■ **Tugas yang Diminta A**: Temukan setiap baris dalam daftar di bawah yang memuat kata "instance", lalu salin baris-baris itu dengan membedakan huruf besar dan huruf kecil.

■ **Kutipan yang Diberikan**:
Kamis, 10 Mei 2012

محبّة (Cinta)



A.      Perngertian Mahabbah
Mahabbah berasal dari kata ahabba, yuhibbu, mahabbatan, yang secara harfiah berarti mencintai secara mendalam. Makna asal dari al-mahabbah adalah ‘bening’ dan ‘bersih’ karena bangsa Arab menyebut istilah ‘bening’ ini untuk gigi yang putih. Ada yang berpendapat bahwa kata ini berasal dari kata al-habab artinya air yang meluap setelah turun hujan lebat sehingga al-mahabbah diartikan luapan dan gejolak hati saat dirundung keinginan untuk bertemu dengan kekasih. Mahabbah pada tingkat selanjutnya dapat pula berarti suatu usaha sungguh-sungguh dari seseorang untuk mencapai tingkat ruhaniah tertinggi dengan tercapainya gambaran yang mutlak, yaitu cinta kepada Tuhan.
Pengertian mahabbah menurut al-Qusyairi: “al mahabbah adalah merupakan hal (keadaan) jiwa yang mulia yang bentuknya adalah disaksikannya (kemutlakkan) Allah swt oleh hamba, selanjutnya yang dicintainya itu juga menyatakan cinta kepada yang dikasihi-Nya dan seorang hamba yang mencintai Allah swt”.
Cinta merupakan sesuatu yang bermakna baik. Sedangkan apa yang buruk itu bukanlah cinta melainkan suatu akibat dari kesalahan dalam mencintai. Cinta memiliki batasan-batasan yang apabila batasan itu dilangkahi, maka bukan cinta lagi tetapi tertipu dalam mendefinisikan cinta.
Cinta merupakan perasaan yang timbul dari dalam diri makhluk yang memiliki nurani sebagai sebuah akibat dari ketertarikan terhadap sesuatu yang dianggap memiliki kelebihan di mata makhluk tersebut. Kita sebut saja diri kita sendiri. Kita dikaruniai Allah swt nafsu dan akal. Secara lahiriyah, keduanya memang berbeda. Namun, keduanya sangat berhubungan dalam proses bagaimana penciptaan rasa cinta terhadap diri manusia. Nafsu yang mengawali ketertarikan terhadap sesuatu, sedangkan akal yang menentukan apakah yang disukai tersebut benar atau tidak.

■ **Data yang Diberikan**:
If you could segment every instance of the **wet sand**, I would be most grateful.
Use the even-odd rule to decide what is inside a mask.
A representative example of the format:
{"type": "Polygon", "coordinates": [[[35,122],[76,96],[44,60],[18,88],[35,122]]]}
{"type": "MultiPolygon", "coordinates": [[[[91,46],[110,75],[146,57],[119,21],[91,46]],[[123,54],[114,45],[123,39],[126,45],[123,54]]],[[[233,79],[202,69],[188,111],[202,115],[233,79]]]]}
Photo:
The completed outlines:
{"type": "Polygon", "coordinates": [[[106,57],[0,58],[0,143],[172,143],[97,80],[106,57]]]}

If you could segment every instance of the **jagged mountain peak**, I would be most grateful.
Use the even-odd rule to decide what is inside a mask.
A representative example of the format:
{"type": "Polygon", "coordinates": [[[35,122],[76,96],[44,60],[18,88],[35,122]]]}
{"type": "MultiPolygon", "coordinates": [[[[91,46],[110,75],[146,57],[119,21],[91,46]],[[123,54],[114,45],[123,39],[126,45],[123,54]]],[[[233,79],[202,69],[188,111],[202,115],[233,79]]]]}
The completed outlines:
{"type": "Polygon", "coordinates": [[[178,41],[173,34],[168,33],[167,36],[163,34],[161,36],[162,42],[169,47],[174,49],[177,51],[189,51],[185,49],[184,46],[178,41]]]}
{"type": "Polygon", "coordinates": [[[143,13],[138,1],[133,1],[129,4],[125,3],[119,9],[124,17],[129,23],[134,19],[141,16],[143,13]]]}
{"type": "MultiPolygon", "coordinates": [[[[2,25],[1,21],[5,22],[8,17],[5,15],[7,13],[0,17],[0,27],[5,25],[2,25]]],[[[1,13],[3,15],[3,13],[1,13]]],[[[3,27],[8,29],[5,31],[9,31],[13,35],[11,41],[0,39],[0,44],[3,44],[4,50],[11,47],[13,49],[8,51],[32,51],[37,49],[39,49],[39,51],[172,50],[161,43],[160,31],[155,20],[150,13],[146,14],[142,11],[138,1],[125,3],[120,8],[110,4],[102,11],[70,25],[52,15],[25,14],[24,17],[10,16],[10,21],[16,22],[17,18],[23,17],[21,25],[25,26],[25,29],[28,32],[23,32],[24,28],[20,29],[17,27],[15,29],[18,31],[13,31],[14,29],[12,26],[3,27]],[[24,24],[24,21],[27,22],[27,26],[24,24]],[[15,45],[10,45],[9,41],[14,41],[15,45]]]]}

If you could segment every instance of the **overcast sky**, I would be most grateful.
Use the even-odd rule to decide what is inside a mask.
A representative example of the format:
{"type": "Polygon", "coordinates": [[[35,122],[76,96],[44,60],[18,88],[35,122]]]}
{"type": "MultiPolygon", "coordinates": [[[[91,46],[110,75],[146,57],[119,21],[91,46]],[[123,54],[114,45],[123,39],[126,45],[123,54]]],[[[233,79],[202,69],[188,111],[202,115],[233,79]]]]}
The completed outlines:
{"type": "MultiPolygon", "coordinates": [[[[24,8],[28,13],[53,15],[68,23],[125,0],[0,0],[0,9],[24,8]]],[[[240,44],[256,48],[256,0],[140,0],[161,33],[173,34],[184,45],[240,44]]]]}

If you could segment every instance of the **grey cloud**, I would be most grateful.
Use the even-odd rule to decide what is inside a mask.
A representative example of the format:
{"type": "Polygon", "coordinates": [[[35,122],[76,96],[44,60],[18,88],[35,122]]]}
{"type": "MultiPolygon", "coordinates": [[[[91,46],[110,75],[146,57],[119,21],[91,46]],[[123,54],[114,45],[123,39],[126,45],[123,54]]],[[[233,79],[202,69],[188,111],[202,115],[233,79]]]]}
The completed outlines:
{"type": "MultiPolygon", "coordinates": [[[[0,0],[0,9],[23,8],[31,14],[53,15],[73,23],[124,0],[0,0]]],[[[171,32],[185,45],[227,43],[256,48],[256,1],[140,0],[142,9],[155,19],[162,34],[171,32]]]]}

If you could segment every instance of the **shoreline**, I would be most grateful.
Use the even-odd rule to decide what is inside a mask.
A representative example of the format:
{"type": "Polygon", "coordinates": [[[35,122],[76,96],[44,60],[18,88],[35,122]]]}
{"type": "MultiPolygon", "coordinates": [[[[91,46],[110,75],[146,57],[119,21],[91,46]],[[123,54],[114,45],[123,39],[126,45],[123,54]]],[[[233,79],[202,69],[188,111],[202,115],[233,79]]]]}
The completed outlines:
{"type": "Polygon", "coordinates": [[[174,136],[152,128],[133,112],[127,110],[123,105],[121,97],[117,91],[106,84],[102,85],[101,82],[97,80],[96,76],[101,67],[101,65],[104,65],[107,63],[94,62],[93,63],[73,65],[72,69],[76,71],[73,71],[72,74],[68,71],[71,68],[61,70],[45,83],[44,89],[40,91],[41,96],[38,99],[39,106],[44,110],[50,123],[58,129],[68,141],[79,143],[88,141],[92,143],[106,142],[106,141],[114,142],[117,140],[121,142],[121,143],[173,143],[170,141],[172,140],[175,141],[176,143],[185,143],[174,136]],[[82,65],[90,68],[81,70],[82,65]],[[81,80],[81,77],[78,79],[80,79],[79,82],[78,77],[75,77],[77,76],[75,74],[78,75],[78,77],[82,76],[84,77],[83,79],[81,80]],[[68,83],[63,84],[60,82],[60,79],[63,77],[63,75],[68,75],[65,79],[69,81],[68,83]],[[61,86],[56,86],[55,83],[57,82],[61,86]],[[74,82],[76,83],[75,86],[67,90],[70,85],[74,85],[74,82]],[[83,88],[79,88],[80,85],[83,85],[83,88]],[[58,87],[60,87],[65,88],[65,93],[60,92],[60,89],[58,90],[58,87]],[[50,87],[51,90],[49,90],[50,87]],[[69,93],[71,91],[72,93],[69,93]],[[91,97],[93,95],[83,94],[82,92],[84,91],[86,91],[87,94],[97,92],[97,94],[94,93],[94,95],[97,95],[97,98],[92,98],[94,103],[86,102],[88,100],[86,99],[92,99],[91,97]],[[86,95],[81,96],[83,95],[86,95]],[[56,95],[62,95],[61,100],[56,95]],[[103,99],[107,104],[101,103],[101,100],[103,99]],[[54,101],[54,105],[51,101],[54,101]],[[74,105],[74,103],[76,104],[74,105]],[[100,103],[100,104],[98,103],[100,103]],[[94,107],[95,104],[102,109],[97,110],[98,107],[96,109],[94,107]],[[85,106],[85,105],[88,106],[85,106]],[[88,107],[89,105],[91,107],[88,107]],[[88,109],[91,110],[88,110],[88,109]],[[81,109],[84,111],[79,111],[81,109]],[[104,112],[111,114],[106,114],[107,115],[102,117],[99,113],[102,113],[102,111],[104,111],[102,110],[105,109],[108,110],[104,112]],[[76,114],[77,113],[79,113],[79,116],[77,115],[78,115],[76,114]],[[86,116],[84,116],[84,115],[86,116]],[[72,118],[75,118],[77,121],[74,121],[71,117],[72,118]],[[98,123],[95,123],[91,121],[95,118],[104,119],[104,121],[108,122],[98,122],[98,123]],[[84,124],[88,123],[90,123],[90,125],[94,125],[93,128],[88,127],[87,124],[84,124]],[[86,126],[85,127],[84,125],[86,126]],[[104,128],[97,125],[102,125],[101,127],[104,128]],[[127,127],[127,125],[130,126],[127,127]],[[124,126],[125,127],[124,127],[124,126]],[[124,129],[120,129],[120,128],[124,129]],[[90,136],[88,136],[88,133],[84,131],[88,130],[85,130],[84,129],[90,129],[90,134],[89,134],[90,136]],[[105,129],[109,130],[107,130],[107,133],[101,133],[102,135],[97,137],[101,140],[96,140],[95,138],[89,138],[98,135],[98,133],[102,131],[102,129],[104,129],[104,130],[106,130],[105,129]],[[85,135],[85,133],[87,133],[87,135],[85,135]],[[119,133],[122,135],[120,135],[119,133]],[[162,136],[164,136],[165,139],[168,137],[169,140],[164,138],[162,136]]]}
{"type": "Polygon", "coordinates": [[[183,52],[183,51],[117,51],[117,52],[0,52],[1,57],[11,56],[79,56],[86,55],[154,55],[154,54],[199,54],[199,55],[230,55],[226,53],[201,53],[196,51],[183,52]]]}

■ **Tugas yang Diminta B**: Tuliskan kembali tanpa perubahan bagian teks tentang mahabbah mulai dari "Cinta merupakan perasaan" sampai dengan "benar atau tidak.".

■ **Jawaban Lengkap A**:
If you could segment every instance of the **wet sand**, I would be most grateful.
If you could segment every instance of the **jagged mountain peak**, I would be most grateful.
If you could segment every instance of the **overcast sky**, I would be most grateful.
If you could segment every instance of the **grey cloud**, I would be most grateful.
If you could segment every instance of the **shoreline**, I would be most grateful.

■ **Jawaban Lengkap B**:
Cinta merupakan perasaan yang timbul dari dalam diri makhluk yang memiliki nurani sebagai sebuah akibat dari ketertarikan terhadap sesuatu yang dianggap memiliki kelebihan di mata makhluk tersebut. Kita sebut saja diri kita sendiri. Kita dikaruniai Allah swt nafsu dan akal. Secara lahiriyah, keduanya memang berbeda. Namun, keduanya sangat berhubungan dalam proses bagaimana penciptaan rasa cinta terhadap diri manusia. Nafsu yang mengawali ketertarikan terhadap sesuatu, sedangkan akal yang menentukan apakah yang disukai tersebut benar atau tidak.